Renvoyez toutes les lignes du listing ci-dessous qui contiennent la chaîne « pole ». La casse compte.
—————
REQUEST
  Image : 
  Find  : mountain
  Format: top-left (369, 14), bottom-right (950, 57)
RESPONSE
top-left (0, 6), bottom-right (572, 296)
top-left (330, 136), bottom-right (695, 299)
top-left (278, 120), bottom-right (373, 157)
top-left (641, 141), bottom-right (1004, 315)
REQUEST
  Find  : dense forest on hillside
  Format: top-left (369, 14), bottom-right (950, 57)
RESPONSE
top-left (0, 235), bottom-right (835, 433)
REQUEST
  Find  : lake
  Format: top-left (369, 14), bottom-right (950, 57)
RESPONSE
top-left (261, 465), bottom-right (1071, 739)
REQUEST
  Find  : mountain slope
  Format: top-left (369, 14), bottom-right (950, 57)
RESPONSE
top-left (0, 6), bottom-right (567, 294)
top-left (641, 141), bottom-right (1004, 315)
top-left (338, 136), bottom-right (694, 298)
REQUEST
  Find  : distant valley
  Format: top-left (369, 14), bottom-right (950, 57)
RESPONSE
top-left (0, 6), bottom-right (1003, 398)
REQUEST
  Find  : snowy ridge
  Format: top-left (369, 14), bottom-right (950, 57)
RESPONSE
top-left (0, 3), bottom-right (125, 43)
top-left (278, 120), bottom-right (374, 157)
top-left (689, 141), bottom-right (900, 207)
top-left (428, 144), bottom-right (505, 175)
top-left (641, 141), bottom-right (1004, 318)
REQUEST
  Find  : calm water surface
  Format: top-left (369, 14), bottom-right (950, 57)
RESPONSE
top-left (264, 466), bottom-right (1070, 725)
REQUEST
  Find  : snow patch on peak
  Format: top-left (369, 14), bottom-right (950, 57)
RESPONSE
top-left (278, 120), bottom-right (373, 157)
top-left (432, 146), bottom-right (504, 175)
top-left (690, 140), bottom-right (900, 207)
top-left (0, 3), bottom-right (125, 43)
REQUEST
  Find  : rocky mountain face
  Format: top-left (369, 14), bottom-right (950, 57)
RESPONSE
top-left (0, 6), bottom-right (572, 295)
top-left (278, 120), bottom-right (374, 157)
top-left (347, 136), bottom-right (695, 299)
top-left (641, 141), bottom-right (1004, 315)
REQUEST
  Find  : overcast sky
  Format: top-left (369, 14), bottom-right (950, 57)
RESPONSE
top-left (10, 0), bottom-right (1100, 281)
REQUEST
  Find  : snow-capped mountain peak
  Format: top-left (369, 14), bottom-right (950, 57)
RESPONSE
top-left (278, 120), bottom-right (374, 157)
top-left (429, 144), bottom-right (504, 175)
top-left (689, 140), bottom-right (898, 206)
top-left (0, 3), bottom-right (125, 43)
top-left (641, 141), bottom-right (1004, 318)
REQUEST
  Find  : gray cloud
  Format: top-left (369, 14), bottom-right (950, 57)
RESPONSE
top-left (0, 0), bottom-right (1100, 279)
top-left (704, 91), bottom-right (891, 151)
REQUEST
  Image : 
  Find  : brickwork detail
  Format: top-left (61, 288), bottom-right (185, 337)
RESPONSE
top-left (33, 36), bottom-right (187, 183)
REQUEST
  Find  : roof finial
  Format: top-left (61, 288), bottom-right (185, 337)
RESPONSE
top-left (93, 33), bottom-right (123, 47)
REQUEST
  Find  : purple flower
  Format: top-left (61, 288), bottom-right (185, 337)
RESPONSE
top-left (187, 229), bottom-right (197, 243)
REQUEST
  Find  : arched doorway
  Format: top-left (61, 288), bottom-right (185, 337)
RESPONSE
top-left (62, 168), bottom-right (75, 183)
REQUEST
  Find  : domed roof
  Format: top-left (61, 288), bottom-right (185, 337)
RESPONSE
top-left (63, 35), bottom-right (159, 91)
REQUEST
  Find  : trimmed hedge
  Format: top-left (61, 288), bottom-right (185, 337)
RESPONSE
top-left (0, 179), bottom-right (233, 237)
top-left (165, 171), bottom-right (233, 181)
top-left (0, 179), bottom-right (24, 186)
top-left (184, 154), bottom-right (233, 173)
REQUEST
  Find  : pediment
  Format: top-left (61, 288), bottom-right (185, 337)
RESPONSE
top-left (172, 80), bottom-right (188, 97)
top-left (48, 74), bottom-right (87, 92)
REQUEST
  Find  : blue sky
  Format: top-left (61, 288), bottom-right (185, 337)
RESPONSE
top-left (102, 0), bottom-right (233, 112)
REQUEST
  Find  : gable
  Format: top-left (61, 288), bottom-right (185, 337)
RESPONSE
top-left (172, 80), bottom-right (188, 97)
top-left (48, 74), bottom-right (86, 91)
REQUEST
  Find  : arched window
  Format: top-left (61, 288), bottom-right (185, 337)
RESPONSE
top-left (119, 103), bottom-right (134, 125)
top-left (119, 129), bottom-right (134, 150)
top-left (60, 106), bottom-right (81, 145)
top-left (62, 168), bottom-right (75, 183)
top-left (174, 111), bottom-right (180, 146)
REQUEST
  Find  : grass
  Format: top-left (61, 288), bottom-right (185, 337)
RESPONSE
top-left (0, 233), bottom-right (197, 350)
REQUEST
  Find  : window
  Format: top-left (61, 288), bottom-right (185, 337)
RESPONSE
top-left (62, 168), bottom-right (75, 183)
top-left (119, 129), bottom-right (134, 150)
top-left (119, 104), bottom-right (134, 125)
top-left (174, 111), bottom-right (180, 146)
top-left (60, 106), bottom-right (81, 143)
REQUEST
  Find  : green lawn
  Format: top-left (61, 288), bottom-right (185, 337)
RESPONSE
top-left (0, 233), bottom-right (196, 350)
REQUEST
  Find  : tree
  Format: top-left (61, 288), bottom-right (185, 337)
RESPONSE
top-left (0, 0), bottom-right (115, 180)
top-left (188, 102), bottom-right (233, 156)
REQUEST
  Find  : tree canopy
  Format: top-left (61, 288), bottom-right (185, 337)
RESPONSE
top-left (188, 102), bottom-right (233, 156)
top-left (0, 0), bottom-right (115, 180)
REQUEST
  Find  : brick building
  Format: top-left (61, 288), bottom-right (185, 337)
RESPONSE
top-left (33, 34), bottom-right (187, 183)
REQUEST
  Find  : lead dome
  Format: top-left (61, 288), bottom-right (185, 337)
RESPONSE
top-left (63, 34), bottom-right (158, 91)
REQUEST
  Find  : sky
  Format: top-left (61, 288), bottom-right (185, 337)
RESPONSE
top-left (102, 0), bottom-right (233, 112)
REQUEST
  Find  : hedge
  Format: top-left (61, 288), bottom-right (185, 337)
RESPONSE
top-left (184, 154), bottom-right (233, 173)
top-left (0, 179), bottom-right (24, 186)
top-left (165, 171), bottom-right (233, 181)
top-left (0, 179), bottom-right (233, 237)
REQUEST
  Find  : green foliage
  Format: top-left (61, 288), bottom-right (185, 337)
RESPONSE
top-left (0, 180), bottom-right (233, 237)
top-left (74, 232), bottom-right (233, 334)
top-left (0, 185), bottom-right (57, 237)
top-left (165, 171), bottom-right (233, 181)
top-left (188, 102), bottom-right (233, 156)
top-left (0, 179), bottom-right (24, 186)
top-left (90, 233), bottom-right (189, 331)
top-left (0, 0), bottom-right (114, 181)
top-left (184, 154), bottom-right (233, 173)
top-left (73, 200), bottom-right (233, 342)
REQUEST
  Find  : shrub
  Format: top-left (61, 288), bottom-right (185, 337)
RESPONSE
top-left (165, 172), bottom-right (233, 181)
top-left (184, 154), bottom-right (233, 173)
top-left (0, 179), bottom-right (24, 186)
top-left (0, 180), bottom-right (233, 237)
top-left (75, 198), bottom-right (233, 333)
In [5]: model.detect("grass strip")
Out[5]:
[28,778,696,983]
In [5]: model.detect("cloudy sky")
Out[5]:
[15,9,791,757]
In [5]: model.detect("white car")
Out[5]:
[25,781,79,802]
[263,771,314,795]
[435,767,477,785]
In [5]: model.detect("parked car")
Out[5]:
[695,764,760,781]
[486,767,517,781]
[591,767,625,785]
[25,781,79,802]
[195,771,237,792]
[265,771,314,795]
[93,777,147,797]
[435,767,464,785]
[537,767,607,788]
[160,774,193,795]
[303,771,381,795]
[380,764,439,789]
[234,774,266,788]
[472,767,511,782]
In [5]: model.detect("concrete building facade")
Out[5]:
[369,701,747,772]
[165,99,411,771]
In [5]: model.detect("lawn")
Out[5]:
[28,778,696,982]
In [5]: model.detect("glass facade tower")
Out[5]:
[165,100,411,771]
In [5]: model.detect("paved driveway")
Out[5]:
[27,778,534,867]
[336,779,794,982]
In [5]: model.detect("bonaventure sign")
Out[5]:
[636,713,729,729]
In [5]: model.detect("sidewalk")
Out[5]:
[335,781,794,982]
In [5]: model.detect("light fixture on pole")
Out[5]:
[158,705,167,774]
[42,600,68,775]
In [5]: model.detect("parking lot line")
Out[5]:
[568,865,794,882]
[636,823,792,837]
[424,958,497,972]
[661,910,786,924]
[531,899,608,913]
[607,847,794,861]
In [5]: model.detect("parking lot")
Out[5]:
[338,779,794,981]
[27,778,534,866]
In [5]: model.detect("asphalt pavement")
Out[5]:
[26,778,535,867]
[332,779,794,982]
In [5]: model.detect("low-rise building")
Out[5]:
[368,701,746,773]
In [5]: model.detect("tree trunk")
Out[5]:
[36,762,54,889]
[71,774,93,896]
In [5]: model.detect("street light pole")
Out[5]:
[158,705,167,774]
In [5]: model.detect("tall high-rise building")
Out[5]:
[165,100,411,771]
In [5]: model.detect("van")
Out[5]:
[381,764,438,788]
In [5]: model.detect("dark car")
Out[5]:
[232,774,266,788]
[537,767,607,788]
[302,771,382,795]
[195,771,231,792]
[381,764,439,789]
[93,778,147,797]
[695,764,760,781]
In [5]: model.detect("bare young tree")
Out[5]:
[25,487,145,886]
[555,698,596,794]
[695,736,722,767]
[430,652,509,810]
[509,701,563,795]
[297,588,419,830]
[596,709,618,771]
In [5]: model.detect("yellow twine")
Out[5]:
—————
== Réponse détaillée ==
In [5]: model.detect("light fixture on pole")
In [5]: model.detect("street light pole")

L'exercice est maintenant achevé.